— START OF TASK INPUT —

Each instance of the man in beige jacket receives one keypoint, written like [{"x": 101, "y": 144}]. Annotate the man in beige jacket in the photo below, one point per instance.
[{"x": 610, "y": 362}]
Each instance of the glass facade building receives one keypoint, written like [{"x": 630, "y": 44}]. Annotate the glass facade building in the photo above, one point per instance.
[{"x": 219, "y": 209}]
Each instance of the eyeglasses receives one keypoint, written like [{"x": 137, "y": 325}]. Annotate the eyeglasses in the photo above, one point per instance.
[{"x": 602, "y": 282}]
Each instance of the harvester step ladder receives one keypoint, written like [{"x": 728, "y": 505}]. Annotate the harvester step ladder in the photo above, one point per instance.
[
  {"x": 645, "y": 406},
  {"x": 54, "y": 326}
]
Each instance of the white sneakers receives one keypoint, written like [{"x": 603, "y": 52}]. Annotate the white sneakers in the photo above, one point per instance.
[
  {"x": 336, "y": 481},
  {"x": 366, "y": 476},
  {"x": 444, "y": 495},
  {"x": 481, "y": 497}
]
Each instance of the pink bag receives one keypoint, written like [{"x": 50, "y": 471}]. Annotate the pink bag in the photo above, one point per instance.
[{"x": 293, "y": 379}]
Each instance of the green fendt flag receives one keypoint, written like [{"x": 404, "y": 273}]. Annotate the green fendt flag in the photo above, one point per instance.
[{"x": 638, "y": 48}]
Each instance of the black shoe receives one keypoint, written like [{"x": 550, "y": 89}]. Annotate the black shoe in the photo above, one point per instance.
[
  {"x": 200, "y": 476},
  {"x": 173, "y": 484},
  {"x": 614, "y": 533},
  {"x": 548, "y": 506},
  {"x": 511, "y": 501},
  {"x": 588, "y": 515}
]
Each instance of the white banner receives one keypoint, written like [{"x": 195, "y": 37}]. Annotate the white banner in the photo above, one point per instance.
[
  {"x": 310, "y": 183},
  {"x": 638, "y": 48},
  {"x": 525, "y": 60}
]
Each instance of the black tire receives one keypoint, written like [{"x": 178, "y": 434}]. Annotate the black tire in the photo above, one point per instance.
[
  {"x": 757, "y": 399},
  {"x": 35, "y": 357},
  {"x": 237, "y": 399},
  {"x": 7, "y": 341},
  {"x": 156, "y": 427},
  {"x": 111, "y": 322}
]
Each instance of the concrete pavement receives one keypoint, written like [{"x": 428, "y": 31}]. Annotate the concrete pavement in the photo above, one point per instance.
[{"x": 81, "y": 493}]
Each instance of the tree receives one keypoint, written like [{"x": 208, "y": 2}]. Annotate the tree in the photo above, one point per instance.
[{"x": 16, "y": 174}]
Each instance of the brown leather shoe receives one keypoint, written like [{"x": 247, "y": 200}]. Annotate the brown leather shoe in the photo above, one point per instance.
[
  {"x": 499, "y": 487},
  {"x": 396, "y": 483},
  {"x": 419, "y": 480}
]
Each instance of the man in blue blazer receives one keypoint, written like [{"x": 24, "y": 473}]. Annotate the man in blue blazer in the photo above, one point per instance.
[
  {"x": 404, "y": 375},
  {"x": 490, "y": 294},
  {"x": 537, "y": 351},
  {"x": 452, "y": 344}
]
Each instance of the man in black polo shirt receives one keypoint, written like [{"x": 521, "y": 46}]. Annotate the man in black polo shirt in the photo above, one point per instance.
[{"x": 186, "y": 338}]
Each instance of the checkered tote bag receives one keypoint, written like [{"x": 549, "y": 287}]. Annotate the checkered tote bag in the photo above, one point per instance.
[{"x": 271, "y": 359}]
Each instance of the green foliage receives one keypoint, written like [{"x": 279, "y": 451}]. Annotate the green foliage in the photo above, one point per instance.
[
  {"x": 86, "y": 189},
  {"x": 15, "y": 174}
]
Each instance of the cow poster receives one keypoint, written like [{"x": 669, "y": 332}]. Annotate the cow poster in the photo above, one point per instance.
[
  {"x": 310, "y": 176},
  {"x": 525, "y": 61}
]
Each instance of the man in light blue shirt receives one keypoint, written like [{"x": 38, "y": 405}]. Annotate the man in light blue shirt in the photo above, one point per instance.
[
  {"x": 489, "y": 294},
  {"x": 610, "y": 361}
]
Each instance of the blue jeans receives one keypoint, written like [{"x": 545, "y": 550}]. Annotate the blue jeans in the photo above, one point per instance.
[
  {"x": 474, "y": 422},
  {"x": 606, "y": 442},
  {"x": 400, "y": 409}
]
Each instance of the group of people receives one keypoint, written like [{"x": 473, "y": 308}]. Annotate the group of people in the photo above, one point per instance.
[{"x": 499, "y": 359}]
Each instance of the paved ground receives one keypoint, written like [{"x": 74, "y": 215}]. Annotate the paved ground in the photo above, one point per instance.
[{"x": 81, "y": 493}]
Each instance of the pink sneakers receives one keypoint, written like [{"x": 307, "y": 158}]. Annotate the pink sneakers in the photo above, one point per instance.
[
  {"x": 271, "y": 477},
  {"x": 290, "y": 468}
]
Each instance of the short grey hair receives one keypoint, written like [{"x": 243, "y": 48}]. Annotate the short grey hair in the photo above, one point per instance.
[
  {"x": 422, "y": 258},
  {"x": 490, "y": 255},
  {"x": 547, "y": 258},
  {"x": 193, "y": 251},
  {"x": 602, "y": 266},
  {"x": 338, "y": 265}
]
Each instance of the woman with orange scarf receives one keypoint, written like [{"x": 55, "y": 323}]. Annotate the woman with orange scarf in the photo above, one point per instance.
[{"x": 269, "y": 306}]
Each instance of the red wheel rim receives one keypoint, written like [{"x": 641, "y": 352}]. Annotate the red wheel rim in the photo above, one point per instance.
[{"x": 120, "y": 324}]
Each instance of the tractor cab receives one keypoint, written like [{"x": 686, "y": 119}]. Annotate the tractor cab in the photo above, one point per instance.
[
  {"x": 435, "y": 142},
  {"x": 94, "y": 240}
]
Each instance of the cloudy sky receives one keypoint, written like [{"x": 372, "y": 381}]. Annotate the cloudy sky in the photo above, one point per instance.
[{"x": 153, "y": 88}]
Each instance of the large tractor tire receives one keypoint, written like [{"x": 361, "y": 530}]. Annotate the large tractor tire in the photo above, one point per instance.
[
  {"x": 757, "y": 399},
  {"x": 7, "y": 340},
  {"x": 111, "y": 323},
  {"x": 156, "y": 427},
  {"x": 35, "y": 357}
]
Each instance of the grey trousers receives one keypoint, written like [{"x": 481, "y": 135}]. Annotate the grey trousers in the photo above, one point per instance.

— END OF TASK INPUT —

WHAT IS NEEDED: In the entries above, find the line containing "Each instance of the woman". Set down that line and every line after it through the last one, exactly and alone.

EXERCISE RESPONSE:
Each instance of the woman with orange scarf receives one keypoint, written like [{"x": 55, "y": 323}]. Annotate the woman with orange scarf in the photo above, one point per instance.
[{"x": 269, "y": 306}]
Each instance of the red wheel rim receives one keypoint, written like [{"x": 641, "y": 352}]. Annotate the red wheel rim in the photo above, one point per instance.
[{"x": 120, "y": 324}]
Each instance of the tractor cab receives one keypoint, written like [{"x": 686, "y": 119}]. Annotate the tractor cab in the photo above, one point per instance.
[
  {"x": 435, "y": 142},
  {"x": 94, "y": 240}
]
Each instance of the cloudy sky receives one keypoint, written like [{"x": 372, "y": 381}]. Annotate the cloudy sky in the photo above, one point per instance.
[{"x": 153, "y": 88}]
Each instance of the large tractor tire receives one keypoint, written like [{"x": 361, "y": 530}]. Annotate the large tractor tire in the photo above, one point per instance.
[
  {"x": 757, "y": 399},
  {"x": 7, "y": 340},
  {"x": 111, "y": 323},
  {"x": 156, "y": 427},
  {"x": 35, "y": 357}
]
Each instance of the grey trousers receives one keypoint, written like [{"x": 481, "y": 135}]. Annotate the grey trousers in the photo above, one point per instance.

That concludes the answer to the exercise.